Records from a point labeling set
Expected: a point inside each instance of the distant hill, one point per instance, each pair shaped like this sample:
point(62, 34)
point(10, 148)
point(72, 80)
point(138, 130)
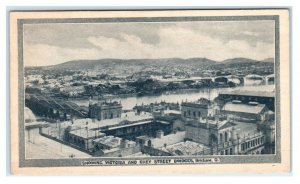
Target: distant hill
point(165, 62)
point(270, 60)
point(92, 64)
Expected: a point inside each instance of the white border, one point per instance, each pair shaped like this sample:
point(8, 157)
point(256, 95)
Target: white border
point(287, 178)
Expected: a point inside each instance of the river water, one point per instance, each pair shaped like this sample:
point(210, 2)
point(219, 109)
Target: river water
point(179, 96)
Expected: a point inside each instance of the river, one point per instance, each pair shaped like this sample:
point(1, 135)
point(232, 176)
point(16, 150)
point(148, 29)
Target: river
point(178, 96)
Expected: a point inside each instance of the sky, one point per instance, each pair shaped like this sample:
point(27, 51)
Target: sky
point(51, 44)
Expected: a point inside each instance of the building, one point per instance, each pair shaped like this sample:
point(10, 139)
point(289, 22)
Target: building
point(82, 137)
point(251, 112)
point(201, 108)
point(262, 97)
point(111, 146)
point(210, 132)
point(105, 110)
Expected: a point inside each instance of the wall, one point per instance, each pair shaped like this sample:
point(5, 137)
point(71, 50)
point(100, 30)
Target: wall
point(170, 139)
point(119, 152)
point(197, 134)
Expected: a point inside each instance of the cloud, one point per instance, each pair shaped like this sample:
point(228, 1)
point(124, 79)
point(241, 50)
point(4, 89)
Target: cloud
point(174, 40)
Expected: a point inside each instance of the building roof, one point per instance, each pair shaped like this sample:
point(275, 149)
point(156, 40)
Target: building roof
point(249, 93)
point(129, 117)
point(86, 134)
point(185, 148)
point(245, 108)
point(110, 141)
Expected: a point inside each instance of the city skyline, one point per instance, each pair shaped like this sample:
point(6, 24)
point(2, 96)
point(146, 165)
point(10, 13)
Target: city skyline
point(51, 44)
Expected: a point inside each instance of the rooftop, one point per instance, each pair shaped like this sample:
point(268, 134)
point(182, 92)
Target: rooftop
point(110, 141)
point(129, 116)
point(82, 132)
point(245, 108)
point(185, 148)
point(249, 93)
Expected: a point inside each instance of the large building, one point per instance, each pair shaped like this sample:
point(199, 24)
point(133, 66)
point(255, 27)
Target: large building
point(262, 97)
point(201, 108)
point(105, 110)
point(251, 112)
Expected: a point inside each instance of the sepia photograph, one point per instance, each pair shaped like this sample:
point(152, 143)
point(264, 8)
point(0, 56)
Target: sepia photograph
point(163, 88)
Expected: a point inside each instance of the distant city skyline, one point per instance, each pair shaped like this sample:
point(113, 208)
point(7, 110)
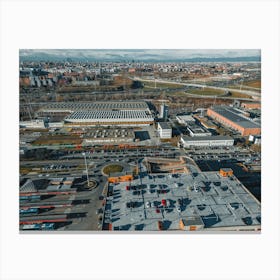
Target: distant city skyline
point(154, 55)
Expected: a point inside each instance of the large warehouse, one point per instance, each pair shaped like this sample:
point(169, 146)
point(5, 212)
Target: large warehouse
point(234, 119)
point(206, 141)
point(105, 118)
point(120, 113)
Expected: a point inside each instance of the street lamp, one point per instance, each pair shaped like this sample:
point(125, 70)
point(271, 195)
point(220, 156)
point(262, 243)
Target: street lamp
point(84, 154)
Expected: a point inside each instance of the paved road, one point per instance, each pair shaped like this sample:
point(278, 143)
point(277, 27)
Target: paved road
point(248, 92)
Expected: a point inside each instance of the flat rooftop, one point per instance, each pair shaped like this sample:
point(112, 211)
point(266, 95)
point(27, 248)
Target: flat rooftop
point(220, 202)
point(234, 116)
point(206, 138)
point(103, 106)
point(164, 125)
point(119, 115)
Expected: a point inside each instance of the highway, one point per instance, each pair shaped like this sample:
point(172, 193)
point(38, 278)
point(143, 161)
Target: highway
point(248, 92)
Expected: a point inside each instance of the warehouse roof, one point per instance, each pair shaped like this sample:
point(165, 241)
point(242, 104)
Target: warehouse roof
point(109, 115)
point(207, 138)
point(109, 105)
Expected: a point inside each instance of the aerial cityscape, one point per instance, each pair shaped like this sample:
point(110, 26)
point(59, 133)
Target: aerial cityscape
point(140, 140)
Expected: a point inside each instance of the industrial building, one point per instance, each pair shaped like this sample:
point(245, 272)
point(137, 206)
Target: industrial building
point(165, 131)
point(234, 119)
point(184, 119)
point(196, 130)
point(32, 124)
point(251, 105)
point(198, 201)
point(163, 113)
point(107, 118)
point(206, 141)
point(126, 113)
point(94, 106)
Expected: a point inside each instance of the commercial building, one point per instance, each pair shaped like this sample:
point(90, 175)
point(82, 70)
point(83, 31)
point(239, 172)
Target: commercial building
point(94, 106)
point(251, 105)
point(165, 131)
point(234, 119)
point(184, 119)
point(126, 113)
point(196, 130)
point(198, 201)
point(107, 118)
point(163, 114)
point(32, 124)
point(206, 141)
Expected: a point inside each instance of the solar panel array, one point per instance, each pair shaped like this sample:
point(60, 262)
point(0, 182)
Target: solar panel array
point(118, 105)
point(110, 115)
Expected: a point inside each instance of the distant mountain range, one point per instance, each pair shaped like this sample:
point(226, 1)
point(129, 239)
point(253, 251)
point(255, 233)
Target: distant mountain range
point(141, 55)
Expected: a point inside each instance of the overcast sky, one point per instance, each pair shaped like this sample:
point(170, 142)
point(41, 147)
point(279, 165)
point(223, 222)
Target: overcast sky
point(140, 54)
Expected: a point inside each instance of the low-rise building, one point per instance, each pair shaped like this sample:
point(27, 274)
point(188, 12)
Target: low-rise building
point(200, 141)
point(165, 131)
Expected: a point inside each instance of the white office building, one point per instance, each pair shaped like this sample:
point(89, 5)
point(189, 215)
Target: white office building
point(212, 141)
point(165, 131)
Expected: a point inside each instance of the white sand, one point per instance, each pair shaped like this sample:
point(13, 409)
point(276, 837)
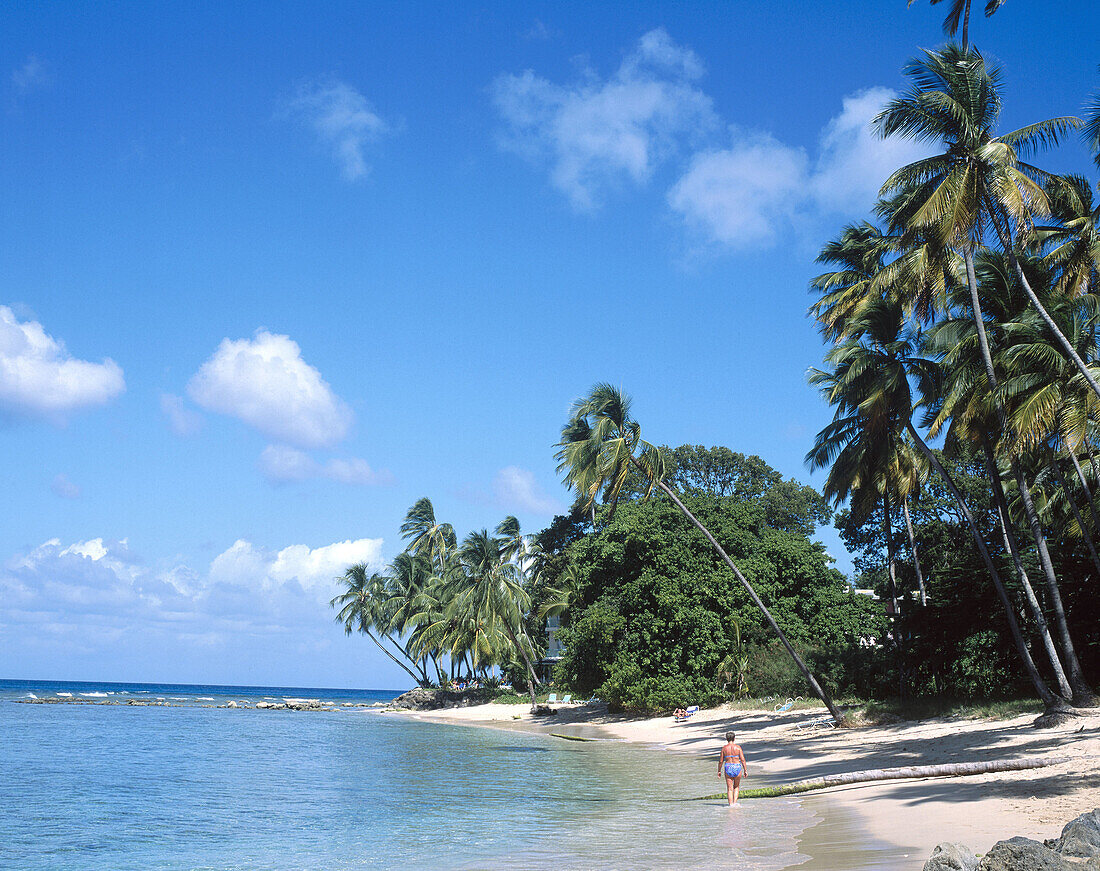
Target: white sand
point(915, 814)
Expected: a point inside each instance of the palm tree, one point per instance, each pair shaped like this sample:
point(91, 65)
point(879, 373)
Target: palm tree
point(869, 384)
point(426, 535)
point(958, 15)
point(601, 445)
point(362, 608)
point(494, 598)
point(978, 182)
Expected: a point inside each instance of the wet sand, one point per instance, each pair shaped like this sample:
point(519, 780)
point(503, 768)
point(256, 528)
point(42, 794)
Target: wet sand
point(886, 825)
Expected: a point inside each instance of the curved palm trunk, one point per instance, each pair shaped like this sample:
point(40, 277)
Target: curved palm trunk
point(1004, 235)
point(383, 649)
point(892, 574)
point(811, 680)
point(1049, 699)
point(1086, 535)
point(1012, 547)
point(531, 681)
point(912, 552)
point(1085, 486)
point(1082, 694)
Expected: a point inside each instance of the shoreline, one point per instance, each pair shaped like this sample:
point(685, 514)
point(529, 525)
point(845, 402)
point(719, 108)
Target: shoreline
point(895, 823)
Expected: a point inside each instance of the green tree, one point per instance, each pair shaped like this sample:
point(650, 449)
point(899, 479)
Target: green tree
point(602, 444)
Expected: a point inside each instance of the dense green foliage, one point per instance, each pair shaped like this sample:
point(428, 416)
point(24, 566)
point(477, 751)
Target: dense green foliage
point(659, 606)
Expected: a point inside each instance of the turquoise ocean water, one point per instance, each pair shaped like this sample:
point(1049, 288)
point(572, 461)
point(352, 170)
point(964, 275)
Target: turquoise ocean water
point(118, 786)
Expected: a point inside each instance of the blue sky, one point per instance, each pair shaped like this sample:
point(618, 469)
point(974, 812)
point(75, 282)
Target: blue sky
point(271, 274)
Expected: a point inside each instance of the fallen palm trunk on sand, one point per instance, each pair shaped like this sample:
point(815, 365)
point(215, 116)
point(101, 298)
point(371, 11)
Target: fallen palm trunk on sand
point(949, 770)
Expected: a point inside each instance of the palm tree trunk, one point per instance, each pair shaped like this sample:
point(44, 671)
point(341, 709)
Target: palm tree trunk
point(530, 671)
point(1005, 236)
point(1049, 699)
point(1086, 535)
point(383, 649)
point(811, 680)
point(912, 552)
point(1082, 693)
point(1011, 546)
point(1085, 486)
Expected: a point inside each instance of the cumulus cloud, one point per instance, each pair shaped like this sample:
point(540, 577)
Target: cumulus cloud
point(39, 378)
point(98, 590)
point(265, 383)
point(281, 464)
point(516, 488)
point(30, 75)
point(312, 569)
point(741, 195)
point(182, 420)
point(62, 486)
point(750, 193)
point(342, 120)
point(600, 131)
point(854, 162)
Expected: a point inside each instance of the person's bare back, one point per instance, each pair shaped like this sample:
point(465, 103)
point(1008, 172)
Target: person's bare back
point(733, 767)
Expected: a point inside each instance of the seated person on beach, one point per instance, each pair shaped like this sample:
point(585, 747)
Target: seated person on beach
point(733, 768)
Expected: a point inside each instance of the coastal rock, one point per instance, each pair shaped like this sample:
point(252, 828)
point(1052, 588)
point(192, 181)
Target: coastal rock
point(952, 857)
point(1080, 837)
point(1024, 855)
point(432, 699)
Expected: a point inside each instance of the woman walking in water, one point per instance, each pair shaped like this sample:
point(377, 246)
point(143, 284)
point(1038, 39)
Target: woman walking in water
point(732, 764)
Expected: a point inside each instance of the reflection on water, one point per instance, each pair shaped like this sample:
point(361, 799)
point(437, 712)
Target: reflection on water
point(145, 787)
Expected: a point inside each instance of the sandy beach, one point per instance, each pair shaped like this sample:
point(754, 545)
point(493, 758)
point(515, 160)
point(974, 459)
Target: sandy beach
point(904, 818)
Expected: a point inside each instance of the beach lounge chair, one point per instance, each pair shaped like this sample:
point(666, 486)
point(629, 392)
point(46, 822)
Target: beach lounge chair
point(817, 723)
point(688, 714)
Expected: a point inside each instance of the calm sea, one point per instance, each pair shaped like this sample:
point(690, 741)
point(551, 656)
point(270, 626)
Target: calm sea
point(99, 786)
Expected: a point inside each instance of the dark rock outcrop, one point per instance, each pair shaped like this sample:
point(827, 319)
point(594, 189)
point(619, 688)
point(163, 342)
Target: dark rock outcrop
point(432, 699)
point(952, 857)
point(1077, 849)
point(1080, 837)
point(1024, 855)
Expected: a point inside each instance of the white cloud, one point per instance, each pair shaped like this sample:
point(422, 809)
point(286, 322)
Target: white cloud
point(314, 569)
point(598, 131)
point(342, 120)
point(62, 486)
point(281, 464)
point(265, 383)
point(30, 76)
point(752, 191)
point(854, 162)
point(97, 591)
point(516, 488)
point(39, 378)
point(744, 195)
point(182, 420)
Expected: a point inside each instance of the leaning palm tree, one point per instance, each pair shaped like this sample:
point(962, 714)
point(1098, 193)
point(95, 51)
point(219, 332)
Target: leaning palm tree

Direction: Write the lines out exactly, from the one with "Expected: a point inside each instance of the sandy" down to the last line of the listing, and leave out all others.

Exercise response:
Expected: a point inside each instance of the sandy beach, one point per instance, each pair shaped like this sample:
point(754, 545)
point(493, 758)
point(515, 160)
point(974, 459)
Target: sandy beach
point(904, 818)
Expected: a point inside each instance of the beach lounge chair, one point per instance, each pair shaped like this sample:
point(666, 486)
point(629, 392)
point(46, 822)
Target: beach lounge chair
point(817, 723)
point(688, 714)
Expected: a point inside each instance of the calm sea, one point per instance, each pair shaped like this sample:
point(690, 741)
point(551, 656)
point(270, 626)
Target: calm sea
point(99, 786)
Expected: a point inside each instance of the dark rock outcrop, one point per instance, each pair shaped like this sample:
point(827, 319)
point(594, 189)
point(619, 688)
point(163, 342)
Target: dark rock outcrop
point(432, 699)
point(952, 857)
point(1077, 849)
point(1080, 837)
point(1024, 855)
Expected: a point inside each instance of the white cloud, one point per instance, each pair shaped like this sample:
point(422, 809)
point(286, 322)
Target: white cloud
point(314, 569)
point(598, 131)
point(342, 120)
point(62, 486)
point(281, 464)
point(265, 383)
point(30, 76)
point(752, 191)
point(854, 162)
point(97, 591)
point(516, 488)
point(39, 378)
point(744, 195)
point(182, 420)
Expected: a point inside each instance of the leaning palm tree, one point per instance, each pair shaped like this sample:
point(962, 714)
point(1098, 193)
point(95, 51)
point(219, 332)
Target: leaning palm tree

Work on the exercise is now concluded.